INSTRUCTION 1.
Extract every line of the records that follow the emotional distress ruling below, reproducing them exactly and leaving out the pictures.

SOURCE PASSAGE.
════════════════════

Intentional Infliction of Emotional Distress
The plaintiff also alleges that the defendant's actions constitute an intentional infliction of emotional distress. "To prove intentional infliction of distress, the plaintiff must demonstrate (1) that the [defendant] intended to inflict emotional distress or that he knew or should have known that emotional distress was the likely result [from] his conduct; (2) that the conduct was extreme and outrageous; (3) that the defendant's conduct was the cause of the plaintiff's distress; and (4) that the emotional distress sustained by the plaintiff was severe." (Internal quotation marks omitted.) Hall v. Bergman, 296 Conn. 169, 182-83 n. 9, 994 A.2d 666 (2010).
"Liability has been found only where the conduct has been so outrageous in character, and so extreme in degree, as to go beyond all possible bounds of decency, and to be regarded as atrocious, and utterly intolerable in a civilized community. Generally, the case is one in which the recitation of the facts to an average member of the community would arouse his resentment against the actor, and lead him to exclaim, Outrageous!" (Internal quotation marks omitted.) Tracy v. New Milford Public Schools, 101 Conn.App. 560, 569-70, 922 A.2d 280, cert. denied, 284 Conn. 910, 931 A.2d 935 (2007).
The court finds that the defendant intended to inflict emotional distress, that her conduct was extreme and outrageous, that such conduct was the cause of the plaintiff's distress and that the emotional distress suffered by the plaintiff was severe.
Damages
The court finds that damages incurred by the plaintiff as a result of the defendant's libel per se, slander per se and intentional infliction of emotional distress including punitive damages is $30,000. The court renders judgment in the amount of $30,000.

════════════════════

RECORDS SUPPLIED.
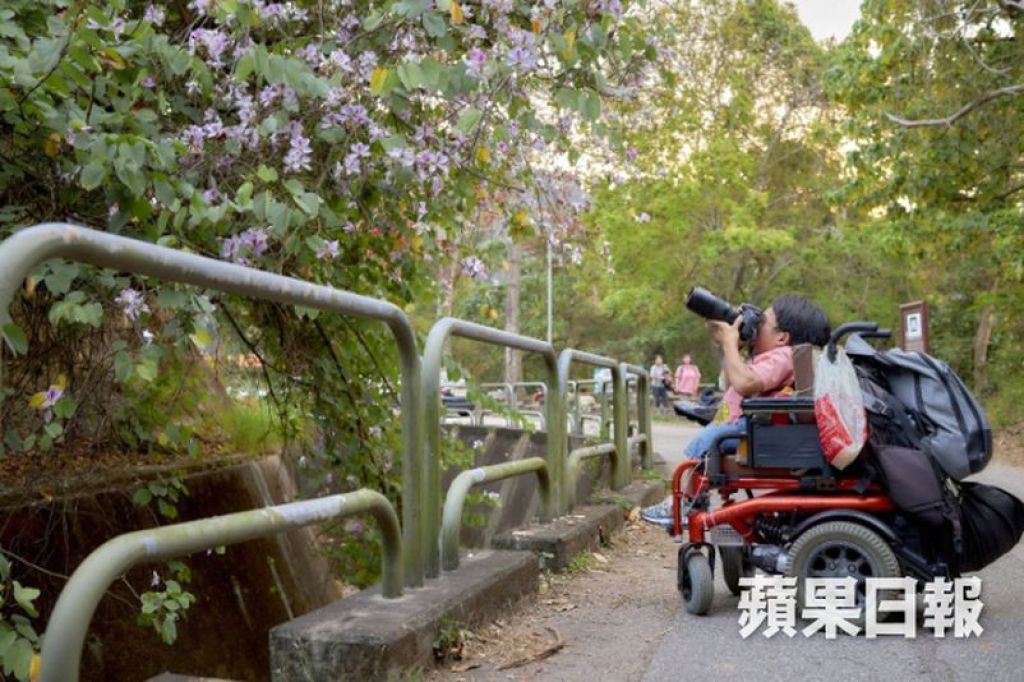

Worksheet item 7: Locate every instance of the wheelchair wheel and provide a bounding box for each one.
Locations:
[785,521,902,627]
[680,553,715,615]
[718,546,754,597]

════════════════════

INSTRUCTION 2.
In one to three sentences, explain on what basis the emotional distress ruling holds the defendant liable for intentional infliction of emotional distress.

EXERCISE SOLUTION 1.
Worksheet item 7: Locate every instance of the wheelchair wheel and provide a bounding box for each one.
Locations:
[785,521,902,627]
[680,553,715,615]
[718,546,754,597]

EXERCISE SOLUTION 2.
The court finds that all four elements the plaintiff must demonstrate are present. The defendant intended to inflict emotional distress, her conduct was extreme and outrageous, it caused the plaintiff's distress, and that distress was severe.